* What is being asked:
Please turn all of the rows below into a numbered list, leaving out any blank lines.

* Task material:

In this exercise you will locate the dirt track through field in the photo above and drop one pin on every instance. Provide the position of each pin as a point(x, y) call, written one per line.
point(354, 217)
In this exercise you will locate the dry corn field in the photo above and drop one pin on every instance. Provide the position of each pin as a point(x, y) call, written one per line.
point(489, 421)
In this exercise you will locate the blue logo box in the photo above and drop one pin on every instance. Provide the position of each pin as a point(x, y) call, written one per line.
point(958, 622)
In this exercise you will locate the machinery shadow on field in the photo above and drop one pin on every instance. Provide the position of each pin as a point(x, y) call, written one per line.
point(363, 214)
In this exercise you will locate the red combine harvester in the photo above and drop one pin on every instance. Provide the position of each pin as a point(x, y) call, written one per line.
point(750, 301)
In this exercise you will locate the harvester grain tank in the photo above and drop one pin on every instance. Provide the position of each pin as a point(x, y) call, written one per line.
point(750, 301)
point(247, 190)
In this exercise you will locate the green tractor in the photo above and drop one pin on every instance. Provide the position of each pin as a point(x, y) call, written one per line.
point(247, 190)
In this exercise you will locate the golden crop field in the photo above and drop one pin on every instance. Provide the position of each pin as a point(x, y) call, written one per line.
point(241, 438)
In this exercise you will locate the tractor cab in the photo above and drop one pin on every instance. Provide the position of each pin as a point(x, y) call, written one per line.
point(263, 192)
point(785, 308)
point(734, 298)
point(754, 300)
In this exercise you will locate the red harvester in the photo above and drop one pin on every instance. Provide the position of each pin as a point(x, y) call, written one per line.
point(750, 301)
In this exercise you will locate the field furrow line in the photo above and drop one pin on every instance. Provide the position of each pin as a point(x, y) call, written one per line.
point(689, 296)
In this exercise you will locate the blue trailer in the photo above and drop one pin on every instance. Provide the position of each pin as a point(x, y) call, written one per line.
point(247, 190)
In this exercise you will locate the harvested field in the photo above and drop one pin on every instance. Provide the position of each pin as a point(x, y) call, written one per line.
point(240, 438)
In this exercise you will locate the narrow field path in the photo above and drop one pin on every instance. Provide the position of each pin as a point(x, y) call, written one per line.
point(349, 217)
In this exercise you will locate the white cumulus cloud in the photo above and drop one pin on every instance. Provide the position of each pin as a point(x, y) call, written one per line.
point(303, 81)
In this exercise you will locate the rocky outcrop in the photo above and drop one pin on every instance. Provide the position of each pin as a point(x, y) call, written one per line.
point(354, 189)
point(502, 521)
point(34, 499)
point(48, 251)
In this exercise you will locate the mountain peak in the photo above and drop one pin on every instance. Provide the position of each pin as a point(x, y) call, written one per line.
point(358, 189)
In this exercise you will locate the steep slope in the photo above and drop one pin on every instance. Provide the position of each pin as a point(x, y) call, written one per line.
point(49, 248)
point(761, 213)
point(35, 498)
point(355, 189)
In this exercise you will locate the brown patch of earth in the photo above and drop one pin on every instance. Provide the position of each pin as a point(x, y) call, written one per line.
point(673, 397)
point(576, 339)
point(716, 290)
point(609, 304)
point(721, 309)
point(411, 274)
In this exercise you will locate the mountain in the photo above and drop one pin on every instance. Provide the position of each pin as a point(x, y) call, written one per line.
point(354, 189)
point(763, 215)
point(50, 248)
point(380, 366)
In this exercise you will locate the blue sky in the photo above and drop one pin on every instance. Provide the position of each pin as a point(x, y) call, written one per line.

* Answer to this problem:
1. In this exercise you will locate the dirt track through field in the photo above and drop one pin on every instance. Provide the position of each pin as a point(x, y) call, written one per line.
2. point(354, 217)
3. In this exercise you will locate the dry corn field in the photo above and drop one pin on every instance. Provide the position of each pin as a point(x, y) call, written one per line.
4. point(489, 421)
5. In this exercise you will locate the blue logo box in the photo above and drop one pin on every instance. Provide the position of each pin as a point(x, y) call, written one per line.
6. point(958, 622)
7. In this exercise you will locate the machinery shadow on field in the photo above and drop one pin on every instance. Provide the position of each pin as a point(x, y) call, written one per line.
8. point(363, 214)
9. In this exercise you will locate the red combine harvester in the photo above and drop one pin on every instance. Provide the position of each pin as a point(x, y) call, written one per line.
10. point(750, 301)
11. In this exercise you will locate the harvester grain tank in the photo above and drop one pin on every instance. Provide the position of each pin as a point(x, y) call, written one per line.
12. point(750, 301)
13. point(247, 190)
14. In this exercise you will locate the green tractor in the photo above and drop one pin on every instance. Provide the position of each pin as a point(x, y) call, written one per line.
15. point(247, 190)
16. In this exercise you will locate the golden crop field in the photo above and drop one pin on every instance. Provide the position of each pin as a point(x, y) call, written one per line.
17. point(241, 438)
18. In this exercise you will locate the tractor cab in the photo above and drop one pin on every instance. Provide the position of each pin as a point(x, y) call, written one per line.
19. point(263, 192)
20. point(785, 308)
21. point(734, 298)
22. point(754, 300)
23. In this exercise you will locate the red harvester in the photo above and drop one pin on every instance. Provide the position of each pin as a point(x, y) call, written one per line.
24. point(750, 301)
25. In this exercise you will locate the field furrow line in the photo above and drop one pin on every instance. Provide the position of each pin as a point(x, y) call, written one per line.
26. point(689, 296)
27. In this exercise you will locate the blue trailer in the photo above and drop one pin on every instance. Provide the position of each pin as a point(x, y) call, written one per line.
28. point(247, 190)
29. In this exercise you will locate the harvested field in the photo above and drop one pin on every instance. Provide the position of each pin as a point(x, y) call, written one per line.
30. point(240, 438)
31. In this exercise you will locate the narrow field path in the photo above and drop one pin on every instance. Provide the position of each pin as a point(x, y) call, written one per line.
32. point(349, 217)
33. In this exercise you will locate the white cumulus cloud in the photo above and drop one pin on every instance. Provide the position of each pin as a point(x, y) call, written one per line.
34. point(303, 81)
35. In this exercise you will locate the rocky outcrop in the photo above and drop one pin on every instance. Provide the position of each pin as a point(x, y) call, written one per line.
36. point(354, 189)
37. point(502, 521)
38. point(34, 499)
39. point(48, 251)
40. In this exercise you will locate the mountain peak in the photo above and drop one pin on every instance. Provide the position of each pin as a point(x, y) call, written one per line.
41. point(358, 189)
42. In this exercise you will locate the steep slope in the photo above and drop one pin on every instance. Provide the position of each pin as a point(x, y) call, written one per line.
43. point(49, 248)
44. point(761, 213)
45. point(35, 498)
46. point(355, 189)
47. In this exercise you will locate the brown patch of earth in the photo above and drop one pin on every instance. Provide the position of each pin as a point(x, y) call, written one per line.
48. point(673, 397)
49. point(576, 339)
50. point(716, 290)
51. point(609, 304)
52. point(721, 309)
53. point(411, 274)
54. In this exercise you will locate the mountain in the photo above and drop one pin on every instance. Provide the position of each pin as a point(x, y) call, written one per line.
55. point(354, 189)
56. point(763, 215)
57. point(50, 248)
58. point(380, 366)
59. In this exercise you will locate the blue sky in the photo above and drop one pin on every instance. Provide the position of each pin as a point(x, y) call, written one per line.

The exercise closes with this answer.